(Excerpts from a dataset on pointing to objects)
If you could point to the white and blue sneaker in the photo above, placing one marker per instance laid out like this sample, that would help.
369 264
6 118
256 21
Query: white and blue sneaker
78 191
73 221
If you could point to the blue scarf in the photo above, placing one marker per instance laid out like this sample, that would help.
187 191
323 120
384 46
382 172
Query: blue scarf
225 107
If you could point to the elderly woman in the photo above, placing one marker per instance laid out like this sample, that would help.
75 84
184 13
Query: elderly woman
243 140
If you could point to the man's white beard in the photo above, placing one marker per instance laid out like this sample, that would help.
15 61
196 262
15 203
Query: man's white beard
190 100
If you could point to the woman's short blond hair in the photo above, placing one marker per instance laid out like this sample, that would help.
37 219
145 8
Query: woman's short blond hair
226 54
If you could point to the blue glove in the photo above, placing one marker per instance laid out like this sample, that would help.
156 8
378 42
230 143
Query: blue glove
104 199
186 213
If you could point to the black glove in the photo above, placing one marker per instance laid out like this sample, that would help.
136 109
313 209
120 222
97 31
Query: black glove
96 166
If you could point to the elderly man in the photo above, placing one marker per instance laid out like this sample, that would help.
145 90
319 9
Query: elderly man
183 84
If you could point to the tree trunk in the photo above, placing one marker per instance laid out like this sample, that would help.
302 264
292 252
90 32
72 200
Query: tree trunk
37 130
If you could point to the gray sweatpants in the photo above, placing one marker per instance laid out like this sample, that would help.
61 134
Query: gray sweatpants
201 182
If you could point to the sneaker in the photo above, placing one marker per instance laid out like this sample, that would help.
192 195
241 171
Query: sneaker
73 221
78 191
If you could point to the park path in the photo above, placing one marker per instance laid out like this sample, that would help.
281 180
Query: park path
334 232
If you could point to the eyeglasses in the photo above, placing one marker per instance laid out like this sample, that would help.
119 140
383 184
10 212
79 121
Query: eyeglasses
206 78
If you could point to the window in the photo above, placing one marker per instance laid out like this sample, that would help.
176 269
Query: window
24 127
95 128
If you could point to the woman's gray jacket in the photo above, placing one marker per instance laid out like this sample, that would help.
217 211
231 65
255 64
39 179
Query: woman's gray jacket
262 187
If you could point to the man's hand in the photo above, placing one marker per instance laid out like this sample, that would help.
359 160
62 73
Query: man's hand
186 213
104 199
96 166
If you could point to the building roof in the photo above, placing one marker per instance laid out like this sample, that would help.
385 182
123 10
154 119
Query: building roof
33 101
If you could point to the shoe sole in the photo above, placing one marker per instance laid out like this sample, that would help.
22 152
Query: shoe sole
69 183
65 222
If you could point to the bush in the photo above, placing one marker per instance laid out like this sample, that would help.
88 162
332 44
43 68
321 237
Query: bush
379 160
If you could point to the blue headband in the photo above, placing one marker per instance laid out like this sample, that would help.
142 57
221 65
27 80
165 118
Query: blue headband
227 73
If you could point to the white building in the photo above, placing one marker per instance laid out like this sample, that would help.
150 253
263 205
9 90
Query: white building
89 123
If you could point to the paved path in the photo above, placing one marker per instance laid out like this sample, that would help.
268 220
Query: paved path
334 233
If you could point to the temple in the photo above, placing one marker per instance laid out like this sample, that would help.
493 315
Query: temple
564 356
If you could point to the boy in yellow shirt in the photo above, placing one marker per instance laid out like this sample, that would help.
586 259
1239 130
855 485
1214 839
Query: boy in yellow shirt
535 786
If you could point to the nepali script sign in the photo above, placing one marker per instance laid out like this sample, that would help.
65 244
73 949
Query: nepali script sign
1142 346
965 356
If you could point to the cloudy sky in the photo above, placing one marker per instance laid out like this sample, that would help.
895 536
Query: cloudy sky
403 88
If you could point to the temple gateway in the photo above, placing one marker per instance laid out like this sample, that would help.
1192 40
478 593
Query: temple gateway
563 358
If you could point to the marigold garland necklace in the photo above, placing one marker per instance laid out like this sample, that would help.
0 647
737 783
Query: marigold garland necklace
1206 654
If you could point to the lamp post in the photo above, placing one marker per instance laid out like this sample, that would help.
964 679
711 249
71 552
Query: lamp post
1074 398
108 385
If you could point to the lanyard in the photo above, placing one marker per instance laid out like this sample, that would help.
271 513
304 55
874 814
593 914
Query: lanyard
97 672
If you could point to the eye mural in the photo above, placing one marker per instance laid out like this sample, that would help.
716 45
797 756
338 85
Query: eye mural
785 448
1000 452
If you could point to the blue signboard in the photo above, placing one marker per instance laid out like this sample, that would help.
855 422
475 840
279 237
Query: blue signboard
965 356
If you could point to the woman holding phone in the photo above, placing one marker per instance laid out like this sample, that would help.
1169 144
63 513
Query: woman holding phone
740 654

SET EXERCISE: Format every line of the material above as a JSON list of strings, one string per line, and leave out any blank lines.

TASK SOLUTION:
[
  "If you could point to the white and blue sneaker in the photo above, placing one marker per instance laid out like this sample, that would help.",
  "369 264",
  "6 118",
  "256 21",
  "Query: white and blue sneaker",
  "78 191",
  "73 221",
  "If you could point to the blue scarf in the photo above, placing one marker per instance laid out like this sample, that would help.",
  "187 191",
  "323 120",
  "384 46",
  "382 172",
  "Query: blue scarf",
  "225 107",
  "If you could point to the elderly woman in the photo above, placing one marker per instance laid out like this sample, that would help.",
  "75 84",
  "184 13",
  "Query: elderly woman",
  "243 140",
  "If you could point to the man's white beard in the photo above, placing one marker per instance laid out like this sample, that would help.",
  "15 61",
  "196 262",
  "15 203",
  "Query: man's white beard",
  "190 100",
  "If you could point to the woman's short blond hair in the photo above, placing one marker per instance laid out like this sample, that would help.",
  "37 219",
  "145 8",
  "Query: woman's short blond hair",
  "226 54",
  "If you could point to the blue glove in the photo above, placing one marker per instance laid out like this sample, that would help.",
  "156 8",
  "378 42",
  "230 143",
  "Query: blue glove",
  "104 199",
  "186 213",
  "If you could point to the black glove in the photo above, placing one marker per instance laid out like this sample, that would help.",
  "136 109",
  "313 209",
  "120 222",
  "97 31",
  "Query: black glove",
  "96 166",
  "If you could point to the elderly man in the photo above, placing one marker per instance laid out like this sample, that would help.",
  "145 90",
  "319 9",
  "Query: elderly man",
  "183 84",
  "If you could point to the tree trunk in the photo above, placing one marker per instance laid out like this sample, that would help.",
  "302 264",
  "292 252",
  "90 32",
  "72 200",
  "Query: tree trunk",
  "37 130",
  "If you could point to the gray sweatpants in the photo above, placing one marker per instance laid out like this sample, that would help.",
  "61 134",
  "Query: gray sweatpants",
  "201 182",
  "If you could point to the sneaker in the photo above, placing one marker per instance laid out like this sample, that would help.",
  "192 195",
  "241 171",
  "Query: sneaker",
  "73 221",
  "78 191",
  "If you could point to the park path in the photo above, placing one marker per instance laid out like this sample, that would help.",
  "281 180",
  "Query: park path",
  "334 232",
  "If you could point to the eyeglasses in the photo above, placing one marker per instance laid out like this sample, that would help.",
  "119 140",
  "383 184",
  "10 212",
  "79 121",
  "Query: eyeglasses",
  "206 78",
  "If you could point to the window in the photo above, placing one marker per instance laid out like this sample, that would help.",
  "176 269",
  "Query: window",
  "24 127",
  "95 128",
  "If you could point to the woman's gray jacket in the photo above, placing one marker per instance laid out like this sample, that would help.",
  "217 211",
  "231 65",
  "255 64",
  "39 179",
  "Query: woman's gray jacket",
  "262 187",
  "If you could point to the man's hand in the photo above, placing one marker per instance laid out like this sample, that would help.",
  "359 160",
  "62 73",
  "Query: man's hand",
  "186 213",
  "104 199",
  "96 166",
  "If you could point to the building roof in the photo above, placing one marker per instance laid out like this sample, that would help.",
  "385 182",
  "123 10",
  "154 119",
  "Query: building roof",
  "33 101",
  "If you could point to the shoe sole in the photo above, placing one marker per instance laid out like this sample, that would help.",
  "22 152",
  "Query: shoe sole",
  "69 183",
  "65 222",
  "If you could point to the bush in the photo above, placing one marker per instance laid out like this sample, that would help.",
  "88 162",
  "332 44",
  "43 68",
  "321 237",
  "Query: bush",
  "379 160",
  "If you could point to the blue headband in the photo above, placing one marker per instance laid out like this sample, that would help.",
  "142 57",
  "221 65",
  "27 80",
  "165 118",
  "Query: blue headband",
  "227 73",
  "If you could point to the white building in the photo above, placing one marker per instance laid out like this sample, that would help.",
  "150 253",
  "263 205",
  "9 90",
  "Query: white building",
  "89 123",
  "If you could point to the paved path in the photo above, placing one marker per instance laid out like this sample, that would help.",
  "268 220",
  "Query: paved path",
  "334 233",
  "If you could point to the temple in the photo above, placing one marker per instance laid out like this sample, that would help.",
  "493 315",
  "Query: temple",
  "564 356",
  "If you could point to the boy in yellow shirt in the photo above, placing one marker per instance laid out like this sample, that would help.",
  "586 259",
  "1239 130",
  "855 485",
  "1214 839",
  "Query: boy in yellow shirt",
  "535 786",
  "If you could point to the nepali script sign in the photo above, placing one marker per instance laid out like this sample, that would help.",
  "65 244",
  "73 949",
  "Query: nepali script sign",
  "1142 346",
  "965 356",
  "If you could point to the cloudy sky in the photo above, placing one marker per instance laid out like this sample, that would help.",
  "895 536",
  "Query: cloudy sky",
  "403 88",
  "If you could point to the temple gateway in the photo above, placing one marker per instance laid out like this sample, that would help.",
  "1192 40",
  "478 593",
  "Query: temple gateway",
  "563 358",
  "If you could point to the marigold garland necklace in the photo above, placing one marker per instance laid out like this sample, that would help.",
  "0 647",
  "737 783",
  "Query: marigold garland necklace",
  "1206 654",
  "If you could point to the lamp post in the photo above, placing one marker per instance laid out like this sample, that would help.",
  "964 679",
  "711 249",
  "71 552",
  "Query: lamp post",
  "1074 398",
  "108 385",
  "If you could point to the lanyard in the photo above, placing one marker per instance laid out like this sample, that would help.",
  "271 513",
  "304 55",
  "874 814",
  "593 914",
  "Query: lanyard",
  "97 672",
  "If you could point to the eye mural in the photo above, placing one marker per instance laid out like this sample, that would help.",
  "716 45",
  "797 756",
  "338 85",
  "Query: eye mural",
  "785 448",
  "1000 452",
  "If you could point to the blue signboard in the photo above, placing one marker per instance laid out like this sample, that would help.",
  "855 422",
  "475 840",
  "279 237",
  "Query: blue signboard",
  "965 356",
  "If you could point to the woman holding phone in the photo above, placing one marker per instance laid out like this sample, that would help.",
  "1169 144",
  "63 513",
  "Query: woman holding phone",
  "740 654"
]